[Point labeling examples]
--- start ---
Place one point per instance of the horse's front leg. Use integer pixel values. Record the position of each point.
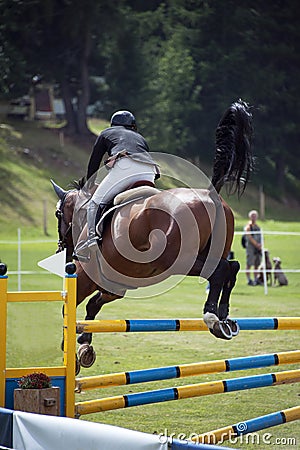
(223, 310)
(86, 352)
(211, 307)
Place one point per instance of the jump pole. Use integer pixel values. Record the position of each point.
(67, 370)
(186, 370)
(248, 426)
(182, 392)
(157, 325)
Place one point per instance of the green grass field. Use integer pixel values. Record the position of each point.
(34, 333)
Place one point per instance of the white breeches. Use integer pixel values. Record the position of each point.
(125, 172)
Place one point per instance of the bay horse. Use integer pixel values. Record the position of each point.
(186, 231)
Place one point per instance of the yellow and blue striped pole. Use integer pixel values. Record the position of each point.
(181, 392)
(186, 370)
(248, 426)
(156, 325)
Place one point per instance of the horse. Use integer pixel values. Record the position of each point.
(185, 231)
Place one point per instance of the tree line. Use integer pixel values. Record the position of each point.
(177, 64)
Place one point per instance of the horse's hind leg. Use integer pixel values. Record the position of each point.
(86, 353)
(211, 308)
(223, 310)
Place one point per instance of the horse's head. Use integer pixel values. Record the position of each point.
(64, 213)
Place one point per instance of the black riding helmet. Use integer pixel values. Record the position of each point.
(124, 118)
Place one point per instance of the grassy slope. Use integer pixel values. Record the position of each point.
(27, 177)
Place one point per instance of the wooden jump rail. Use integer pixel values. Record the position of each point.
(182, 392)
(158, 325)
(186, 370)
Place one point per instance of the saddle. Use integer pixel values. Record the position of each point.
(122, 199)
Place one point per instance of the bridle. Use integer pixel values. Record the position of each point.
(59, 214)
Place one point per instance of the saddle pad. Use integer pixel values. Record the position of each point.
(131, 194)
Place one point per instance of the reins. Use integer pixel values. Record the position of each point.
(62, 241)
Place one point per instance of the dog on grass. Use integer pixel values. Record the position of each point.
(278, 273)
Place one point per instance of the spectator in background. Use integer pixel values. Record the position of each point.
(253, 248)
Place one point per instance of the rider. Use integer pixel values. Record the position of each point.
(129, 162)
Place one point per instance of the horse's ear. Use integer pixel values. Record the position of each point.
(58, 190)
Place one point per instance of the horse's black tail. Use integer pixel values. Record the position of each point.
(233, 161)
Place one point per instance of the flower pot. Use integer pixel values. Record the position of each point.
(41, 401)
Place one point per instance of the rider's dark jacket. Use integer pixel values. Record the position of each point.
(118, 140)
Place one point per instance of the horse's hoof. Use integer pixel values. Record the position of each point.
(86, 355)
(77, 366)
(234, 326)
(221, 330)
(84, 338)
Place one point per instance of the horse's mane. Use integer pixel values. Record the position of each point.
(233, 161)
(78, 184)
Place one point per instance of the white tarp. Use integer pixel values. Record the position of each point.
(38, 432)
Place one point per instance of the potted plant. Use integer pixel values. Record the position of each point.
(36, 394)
--- end ---
→ Task brief
Every record above should be written out again without change, except that the pictures are left out.

→ Output of the task
Place one point per instance of the horse's front leg. Use integer pixel values. Record the position of each point.
(223, 310)
(86, 352)
(211, 307)
Place one point per instance of the jump pole. Use integer pixel values. Record the position of each point.
(67, 370)
(186, 370)
(248, 426)
(182, 392)
(157, 325)
Place one point per instance of the green grass field. Use integer pixel values. Record the position of each point.
(34, 333)
Place one point per instance of the white breeches. Use integer pixel values. Record the position of each point.
(125, 172)
Place one point per instance of the bay horse. Use integer pixel values. Record the position of each point.
(186, 231)
Place one point per instance of the yellow and blue striped pole. Use integer pixel values. Record the position of each point.
(181, 392)
(186, 370)
(248, 426)
(156, 325)
Place one point per instance of the horse. Use integer pixel values. Record the position of each point.
(185, 231)
Place one point per instance of the tree line. Use integer pixel values. Record the position of each point.
(177, 64)
Place one point per instance of the horse's hind leg. Use integer pixel values. Record the position of each point.
(86, 353)
(211, 308)
(223, 310)
Place one point per instance of the horse's head. Use integer pixel values. Record the position of each point.
(64, 213)
Place one point per instance of the black riding helmet. Use integer pixel values. Record the position of each point.
(124, 118)
Place one point per instance of the grassy slope. Use integer pixel values. Record the position of each point.
(27, 177)
Place one point per instance of the wooden jump rail. Use integer pixel values. Record the position of each point.
(182, 392)
(158, 325)
(186, 370)
Place one point per instance of the saddle. Use integer pixel values. Record the position of each point.
(122, 199)
Place one point per instance of the bridle. Use integer pixel values. Record the position of each point.
(59, 214)
Place one point per instance of the saddle pad. Use integer pixel values. Record the position of each point.
(131, 194)
Place one point per instance of the reins. Use integer pixel values. Record the position of each point.
(62, 241)
Place one point per instance of the dog on grass. Use integer pixel values. Record the position of each point.
(278, 273)
Place one point per instance of the spectator in background. Use integer pixel values. Record the position of each point.
(253, 248)
Place one point per instance of the rider. Use integer pixel values. Record the position of each point.
(129, 162)
Place one point per instance of the horse's ear. Use integer pixel values. Record the position of each point.
(58, 190)
Place one point per instance of the horse's black tail. Use integer pixel values. Record the position of each point.
(233, 161)
Place one point per instance of the flower pot. Use integer pixel values. Record the position of each point.
(41, 401)
Place one point per instance of the rider's dark jacket. Use integer pixel values. Record the position of each point.
(118, 140)
Place one point per instance of the horse's hoof. Use integer pixel values. Record the position of each point.
(86, 355)
(77, 366)
(234, 326)
(221, 330)
(84, 338)
Place one point per instance of the horse's mane. Use integer pixel values. Record the position of each point.
(233, 161)
(78, 184)
Place one point per instance of the white tarp. Use integer pixel values. Record the position of each point.
(38, 432)
Place one point per instance of the potted plant. Use integer pixel values. Record the position of each point.
(36, 394)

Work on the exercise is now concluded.